─── RECORDS TO PROCESS ───
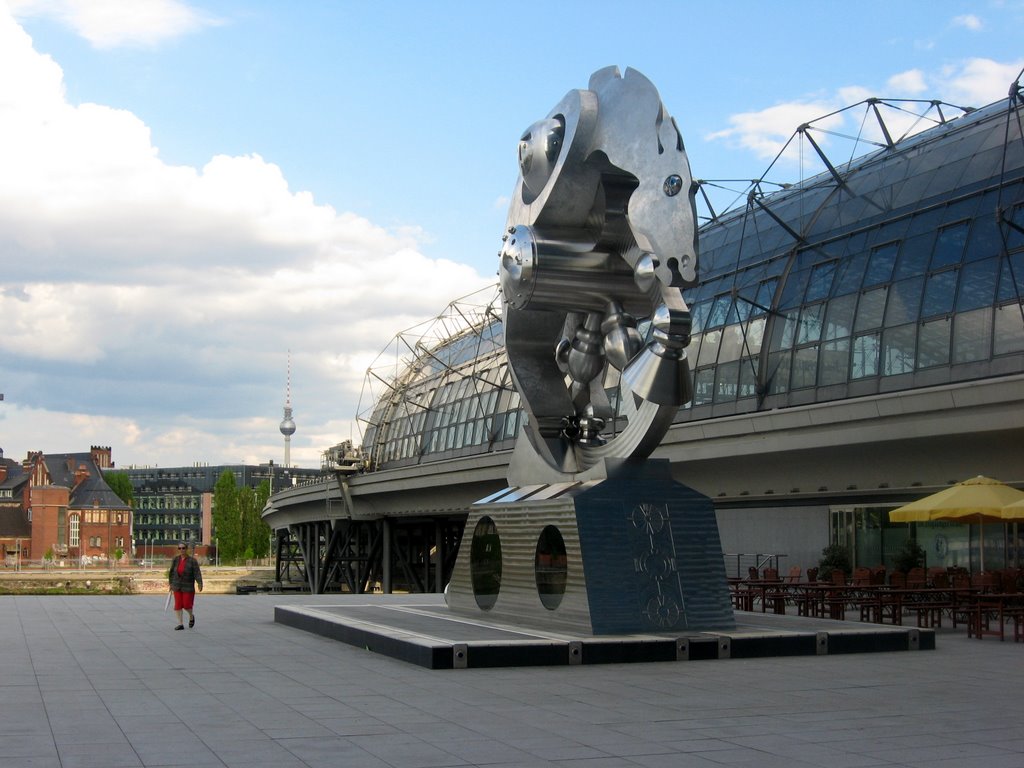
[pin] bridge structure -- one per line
(857, 342)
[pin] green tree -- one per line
(120, 484)
(226, 517)
(249, 518)
(261, 531)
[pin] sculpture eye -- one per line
(540, 146)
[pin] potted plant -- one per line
(834, 557)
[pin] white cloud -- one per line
(909, 83)
(977, 82)
(111, 24)
(968, 22)
(971, 83)
(150, 306)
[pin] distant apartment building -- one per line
(173, 504)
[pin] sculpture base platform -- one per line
(424, 632)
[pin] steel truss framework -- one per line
(360, 556)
───
# SHORT TASK:
Please rewrite every line of the data above as a JSON list of strings, one string per line, skipping blank lines. Leave the pictures out of the list.

# THE REPLY:
[
  "[pin] bridge structure -- one per line",
  "(857, 342)",
  "[pin] green tree -- one per line",
  "(120, 484)",
  "(226, 517)",
  "(249, 518)",
  "(261, 531)",
  "[pin] sculpture eye -- one per line",
  "(540, 146)",
  "[pin] potted plant -- one per line",
  "(834, 557)",
  "[pin] white cloud -- one per line",
  "(909, 83)",
  "(977, 82)",
  "(111, 24)",
  "(968, 22)",
  "(971, 83)",
  "(150, 306)",
  "[pin] distant apartment building -- one per line",
  "(173, 504)",
  "[pin] sculpture base platform -- one per line",
  "(424, 632)",
  "[pin] steel truss framework -- one per line",
  "(360, 556)"
]